Exercise details
Rewrite the data below with each "visual object detector" switched to "object localization model", keeping every other character the same.

(Data lines)
<<<<
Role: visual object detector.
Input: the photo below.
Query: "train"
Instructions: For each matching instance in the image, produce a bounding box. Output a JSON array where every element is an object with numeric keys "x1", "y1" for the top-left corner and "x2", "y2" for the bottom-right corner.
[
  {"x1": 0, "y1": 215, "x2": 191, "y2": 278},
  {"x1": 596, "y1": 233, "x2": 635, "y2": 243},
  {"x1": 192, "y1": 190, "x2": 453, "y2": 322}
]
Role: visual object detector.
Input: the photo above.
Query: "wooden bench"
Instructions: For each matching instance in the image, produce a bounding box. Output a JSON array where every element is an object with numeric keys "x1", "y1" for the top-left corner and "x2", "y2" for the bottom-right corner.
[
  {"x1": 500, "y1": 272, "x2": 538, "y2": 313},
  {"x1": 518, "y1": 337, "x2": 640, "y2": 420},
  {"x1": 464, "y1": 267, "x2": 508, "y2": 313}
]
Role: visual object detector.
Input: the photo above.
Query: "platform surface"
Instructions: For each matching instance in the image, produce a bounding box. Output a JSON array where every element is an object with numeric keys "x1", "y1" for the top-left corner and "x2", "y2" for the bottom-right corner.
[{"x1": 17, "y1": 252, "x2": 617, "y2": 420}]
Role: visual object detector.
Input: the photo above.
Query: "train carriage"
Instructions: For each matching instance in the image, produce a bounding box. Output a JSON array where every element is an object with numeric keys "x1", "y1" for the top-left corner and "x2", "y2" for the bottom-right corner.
>>>>
Exercise output
Role: object localization model.
Input: the photo below.
Query: "train"
Instructions: For each matching instance in the image, produce a bounding box. Output a JSON array where every element is an object with numeric keys "x1", "y1" for the top-left corner and "x2", "y2" for the bottom-right corner.
[
  {"x1": 0, "y1": 215, "x2": 191, "y2": 278},
  {"x1": 596, "y1": 233, "x2": 635, "y2": 243},
  {"x1": 192, "y1": 190, "x2": 453, "y2": 322}
]
Role: object localization model.
Input: the photo above.
Query: "wooden bench"
Instructions: For each matching instance in the image, produce a bounding box. Output a JSON array where every element is an object with numeric keys "x1", "y1" for the top-left corner and "x2", "y2" for the bottom-right corner.
[
  {"x1": 500, "y1": 272, "x2": 538, "y2": 313},
  {"x1": 518, "y1": 337, "x2": 640, "y2": 420},
  {"x1": 464, "y1": 267, "x2": 508, "y2": 313}
]
Role: object localization model.
Input: the photo above.
Query: "platform surface"
Instructions: For each matching instance in the image, produce a bounding box. Output a JSON array where every element is an object with numeric keys "x1", "y1" for the top-left corner and "x2", "y2" for the bottom-right corner.
[{"x1": 17, "y1": 252, "x2": 617, "y2": 420}]
Role: object localization model.
Input: the photo above.
Query: "train carriage"
Instructions: For each matching instance in the image, produce a bounding box. Output a JSON array where every element is an object with numeric keys "x1", "y1" for the top-left corner and "x2", "y2" for the bottom-right corner.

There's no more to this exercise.